# What this task involves
The task requires restating, word for word, the lines of the entries below from the one containing "x=182 y=190" through the final one, both included.

Referring expression pointing data
☆ ☆ ☆

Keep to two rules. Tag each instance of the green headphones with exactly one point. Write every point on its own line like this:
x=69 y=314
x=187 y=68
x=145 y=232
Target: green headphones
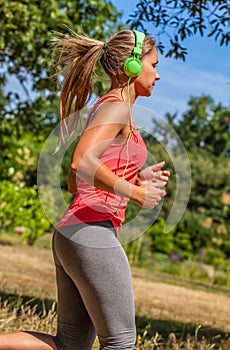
x=133 y=66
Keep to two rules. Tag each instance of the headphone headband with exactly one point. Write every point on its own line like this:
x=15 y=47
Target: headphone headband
x=139 y=38
x=133 y=66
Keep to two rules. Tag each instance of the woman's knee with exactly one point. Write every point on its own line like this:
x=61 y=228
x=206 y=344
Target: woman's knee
x=118 y=341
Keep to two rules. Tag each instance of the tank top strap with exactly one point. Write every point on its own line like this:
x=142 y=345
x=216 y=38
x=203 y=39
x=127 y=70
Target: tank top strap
x=99 y=102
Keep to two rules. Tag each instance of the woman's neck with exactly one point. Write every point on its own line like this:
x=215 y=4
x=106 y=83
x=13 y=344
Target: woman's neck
x=127 y=94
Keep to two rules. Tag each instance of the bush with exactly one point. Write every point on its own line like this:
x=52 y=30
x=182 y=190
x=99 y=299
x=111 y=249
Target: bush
x=21 y=211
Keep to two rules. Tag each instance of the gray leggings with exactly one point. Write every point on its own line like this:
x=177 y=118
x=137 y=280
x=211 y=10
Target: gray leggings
x=95 y=294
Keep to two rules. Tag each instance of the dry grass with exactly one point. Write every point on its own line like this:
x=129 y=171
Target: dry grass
x=162 y=308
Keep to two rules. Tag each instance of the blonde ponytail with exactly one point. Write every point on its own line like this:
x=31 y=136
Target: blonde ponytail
x=76 y=57
x=79 y=55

☆ ☆ ☆

# Your solution
x=182 y=190
x=99 y=299
x=111 y=249
Target: bush
x=21 y=211
Keep to two rules. Tag each instance of the gray leggings with exactly one point. Write every point on its own line like this:
x=177 y=118
x=137 y=280
x=211 y=10
Target: gray leggings
x=95 y=294
Keep to two rules. Tag each instance of the dry grass with exactly one point. Write every point on its own line like this:
x=129 y=171
Target: dry grass
x=162 y=308
Keep to two rules. Tag each instance of the blonde ponytail with exactly one point. Write every point on its own line like this:
x=31 y=136
Target: blonde ponytail
x=76 y=57
x=79 y=55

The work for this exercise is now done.